> [Objective]
Please output everything from the line containing "of the tree" down to the line containing "x=45, y=240", both included, as a two-column CSV with the columns input and output. Give one row per record, with its text under input and its answer under output, each in a single quoted field and with line breaks replaced by spaces.

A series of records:
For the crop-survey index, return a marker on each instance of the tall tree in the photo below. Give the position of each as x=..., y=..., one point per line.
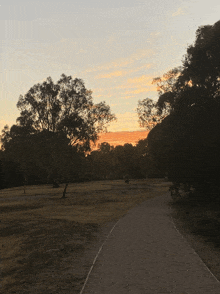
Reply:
x=192, y=128
x=57, y=123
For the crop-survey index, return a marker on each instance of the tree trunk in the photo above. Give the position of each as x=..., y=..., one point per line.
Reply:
x=64, y=192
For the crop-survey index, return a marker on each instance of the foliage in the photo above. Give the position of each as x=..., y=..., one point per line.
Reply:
x=56, y=125
x=186, y=143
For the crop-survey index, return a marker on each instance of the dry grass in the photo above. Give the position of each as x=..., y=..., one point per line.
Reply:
x=46, y=241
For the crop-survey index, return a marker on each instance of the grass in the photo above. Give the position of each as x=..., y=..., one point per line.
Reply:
x=45, y=240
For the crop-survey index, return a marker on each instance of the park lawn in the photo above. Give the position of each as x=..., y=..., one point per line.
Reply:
x=48, y=243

> [Response to this task]
input,output
"For the crop-survey index, return a marker on each instance of the tree trunk in the photo above. Give the position of each as x=..., y=..., one point per line. Reply:","x=64, y=192"
"For the crop-survey index, return a marker on each instance of the foliage in the photo above. Give the position of each as x=..., y=..., one point per line. Reply:","x=56, y=125 x=186, y=143"
"For the crop-survey index, return a marker on each instance of the dry grass in the photo above. Give the position of each as x=..., y=..., one point per line. Reply:","x=46, y=241"
"For the crop-survey index, return a marker on each instance of the grass in the photo above. Give the position of each as x=..., y=..., one point per line. Reply:","x=45, y=240"